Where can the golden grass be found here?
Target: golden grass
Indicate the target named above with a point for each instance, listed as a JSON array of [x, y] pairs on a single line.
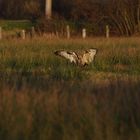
[[43, 97]]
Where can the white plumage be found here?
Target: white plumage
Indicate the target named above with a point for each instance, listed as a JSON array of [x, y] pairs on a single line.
[[86, 58]]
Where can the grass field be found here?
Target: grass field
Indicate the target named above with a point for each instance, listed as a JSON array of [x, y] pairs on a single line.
[[44, 97]]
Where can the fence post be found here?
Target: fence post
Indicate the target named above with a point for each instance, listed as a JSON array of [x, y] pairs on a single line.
[[32, 31], [107, 31], [84, 34], [23, 34], [68, 31], [0, 33]]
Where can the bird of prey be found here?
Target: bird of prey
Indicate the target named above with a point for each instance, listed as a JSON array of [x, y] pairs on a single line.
[[79, 59]]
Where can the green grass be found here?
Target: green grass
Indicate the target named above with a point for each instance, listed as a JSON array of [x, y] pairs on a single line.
[[15, 24], [44, 97]]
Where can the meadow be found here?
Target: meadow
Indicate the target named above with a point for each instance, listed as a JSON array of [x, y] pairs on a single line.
[[44, 97]]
◆ ◆ ◆ ◆
EXERCISE AIM.
Rewrite all of the material above, replacing "a single line" with "one line" and changing nothing else. Leave the pictures out of your answer.

THE OUTPUT.
Where can the golden grass be found here?
Target: golden grass
Indicate the target named above with a point for each instance, listed as a JSON array of [x, y] pairs on one line.
[[43, 97]]
Where can the white plumage be found here?
Target: white plumage
Indicate the target named above with a point for each instance, listed as a JSON array of [x, y] pairs on one line.
[[86, 58]]
Where can the grass field be found here?
Target: grass field
Indicate the target named above with a point for each instance, listed as a JSON array of [x, y] pairs on one line.
[[44, 97]]
Where can the fence post be found here?
Target: fence post
Indicate the target named above with a point for each instance, listed as a JSON array of [x, y] pairs on one line.
[[32, 31], [107, 31], [84, 34], [23, 34], [68, 31], [0, 33]]
Where can the bird of prey be found here?
Target: bird of prey
Indicate the target named above with a point for each instance, listed as a JSON array of [x, y] pairs on one line.
[[79, 59]]
Where can the green grass be found here?
Target: green grass
Indicate the target named above with a point for each instance, listed as a JSON array of [x, y] pairs on one line.
[[15, 24], [44, 97]]
Where can the meadow be found here?
Target: meadow
Indicate the target named above with a point for each instance, listed as a JSON array of [x, y] pairs on one line.
[[44, 97]]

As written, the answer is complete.